(Records from a dataset)
# # #
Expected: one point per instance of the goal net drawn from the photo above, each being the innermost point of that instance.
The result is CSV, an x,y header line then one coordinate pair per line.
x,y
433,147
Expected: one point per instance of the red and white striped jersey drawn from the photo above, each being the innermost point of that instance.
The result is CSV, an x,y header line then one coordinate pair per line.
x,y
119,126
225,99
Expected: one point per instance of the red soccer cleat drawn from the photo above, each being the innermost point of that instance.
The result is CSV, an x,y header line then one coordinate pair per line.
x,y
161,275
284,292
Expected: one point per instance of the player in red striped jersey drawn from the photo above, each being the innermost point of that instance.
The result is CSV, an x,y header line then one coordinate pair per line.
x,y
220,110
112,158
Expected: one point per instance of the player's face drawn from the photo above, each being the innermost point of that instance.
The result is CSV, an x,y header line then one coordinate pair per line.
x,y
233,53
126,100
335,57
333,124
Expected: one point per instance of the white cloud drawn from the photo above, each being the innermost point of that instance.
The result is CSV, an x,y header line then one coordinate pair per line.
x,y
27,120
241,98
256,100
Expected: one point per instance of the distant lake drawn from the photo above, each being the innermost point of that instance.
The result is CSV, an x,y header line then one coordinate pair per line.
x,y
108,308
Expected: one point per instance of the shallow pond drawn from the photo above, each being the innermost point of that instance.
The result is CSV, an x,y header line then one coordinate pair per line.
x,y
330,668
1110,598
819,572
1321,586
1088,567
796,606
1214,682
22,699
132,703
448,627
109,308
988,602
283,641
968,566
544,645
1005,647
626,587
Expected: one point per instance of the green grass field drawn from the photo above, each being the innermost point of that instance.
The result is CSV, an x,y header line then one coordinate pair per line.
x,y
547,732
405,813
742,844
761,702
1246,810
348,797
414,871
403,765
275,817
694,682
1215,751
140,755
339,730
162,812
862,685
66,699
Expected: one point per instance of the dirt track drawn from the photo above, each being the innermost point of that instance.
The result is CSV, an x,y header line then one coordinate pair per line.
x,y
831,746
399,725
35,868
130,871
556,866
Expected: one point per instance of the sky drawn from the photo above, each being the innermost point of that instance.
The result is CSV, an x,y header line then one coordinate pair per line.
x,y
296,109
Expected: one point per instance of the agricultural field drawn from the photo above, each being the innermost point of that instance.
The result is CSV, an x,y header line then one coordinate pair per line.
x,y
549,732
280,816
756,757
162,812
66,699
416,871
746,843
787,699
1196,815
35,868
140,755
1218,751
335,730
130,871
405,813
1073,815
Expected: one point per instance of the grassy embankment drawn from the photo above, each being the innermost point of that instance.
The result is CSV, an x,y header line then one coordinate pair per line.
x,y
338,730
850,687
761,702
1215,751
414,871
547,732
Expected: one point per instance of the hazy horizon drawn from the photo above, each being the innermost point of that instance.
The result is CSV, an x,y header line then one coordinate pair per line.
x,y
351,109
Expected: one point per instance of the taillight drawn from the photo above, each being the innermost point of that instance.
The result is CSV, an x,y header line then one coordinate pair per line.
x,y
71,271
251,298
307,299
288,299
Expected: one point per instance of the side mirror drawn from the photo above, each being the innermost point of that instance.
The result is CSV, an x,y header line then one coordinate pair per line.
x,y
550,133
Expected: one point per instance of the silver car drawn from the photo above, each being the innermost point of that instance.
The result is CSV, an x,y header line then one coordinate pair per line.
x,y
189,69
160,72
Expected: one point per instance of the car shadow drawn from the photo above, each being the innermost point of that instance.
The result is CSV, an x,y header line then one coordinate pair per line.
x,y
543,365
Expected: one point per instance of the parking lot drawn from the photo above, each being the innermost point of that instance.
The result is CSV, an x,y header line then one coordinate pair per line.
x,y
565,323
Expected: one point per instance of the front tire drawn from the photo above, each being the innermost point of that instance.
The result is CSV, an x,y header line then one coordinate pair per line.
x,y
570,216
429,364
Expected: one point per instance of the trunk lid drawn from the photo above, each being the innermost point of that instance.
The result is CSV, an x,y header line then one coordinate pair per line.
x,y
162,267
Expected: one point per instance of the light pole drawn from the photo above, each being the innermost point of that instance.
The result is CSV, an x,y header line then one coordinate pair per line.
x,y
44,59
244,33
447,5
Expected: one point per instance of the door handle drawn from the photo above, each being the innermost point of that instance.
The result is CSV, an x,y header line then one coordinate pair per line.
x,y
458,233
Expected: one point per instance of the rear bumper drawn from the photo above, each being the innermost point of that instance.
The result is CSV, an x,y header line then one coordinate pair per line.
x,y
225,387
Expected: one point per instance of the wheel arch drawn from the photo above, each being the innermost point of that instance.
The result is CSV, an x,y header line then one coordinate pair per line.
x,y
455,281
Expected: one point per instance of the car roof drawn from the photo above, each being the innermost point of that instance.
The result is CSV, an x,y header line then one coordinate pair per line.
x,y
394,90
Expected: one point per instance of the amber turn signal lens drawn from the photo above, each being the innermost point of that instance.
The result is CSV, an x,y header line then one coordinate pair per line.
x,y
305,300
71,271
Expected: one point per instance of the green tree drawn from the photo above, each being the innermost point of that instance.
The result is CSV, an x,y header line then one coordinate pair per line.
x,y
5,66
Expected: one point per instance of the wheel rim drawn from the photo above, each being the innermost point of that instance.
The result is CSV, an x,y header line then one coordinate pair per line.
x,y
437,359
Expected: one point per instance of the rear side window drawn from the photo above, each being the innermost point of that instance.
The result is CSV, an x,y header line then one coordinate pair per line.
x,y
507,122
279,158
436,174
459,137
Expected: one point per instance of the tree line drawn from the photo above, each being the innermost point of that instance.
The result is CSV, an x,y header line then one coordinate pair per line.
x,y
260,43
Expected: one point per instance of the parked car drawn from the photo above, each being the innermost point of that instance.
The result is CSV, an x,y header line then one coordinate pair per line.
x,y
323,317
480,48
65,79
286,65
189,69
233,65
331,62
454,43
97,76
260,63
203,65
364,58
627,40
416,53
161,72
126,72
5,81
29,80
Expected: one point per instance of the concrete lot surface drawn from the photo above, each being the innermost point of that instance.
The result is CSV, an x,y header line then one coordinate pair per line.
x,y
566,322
# # #
● Goal: Reproduce exactly the lines from the one with "Expected: one point per instance of the tree" through the end of the entries above, both ends included.

● Result for this task:
Expected: one point per instance of the tree line drawn from the photo above, each being the innermost point of that instance.
The result is CSV, an x,y header line then one coordinate pair per line.
x,y
260,43
Expected: one point per instance of the parked car drawn from the photo above, each being the innermost point of that instance.
The result is CSV, an x,y header line then one coordinate pair per line.
x,y
323,317
480,48
65,79
286,65
189,69
233,65
331,62
454,43
97,76
260,63
203,65
364,58
627,40
416,53
161,72
126,72
5,81
29,80
Expected: one point per instance of the concrete lot surface drawn from the photo above, each being the innermost point of that instance.
The result is CSV, an x,y header line then one coordinate pair per line.
x,y
566,322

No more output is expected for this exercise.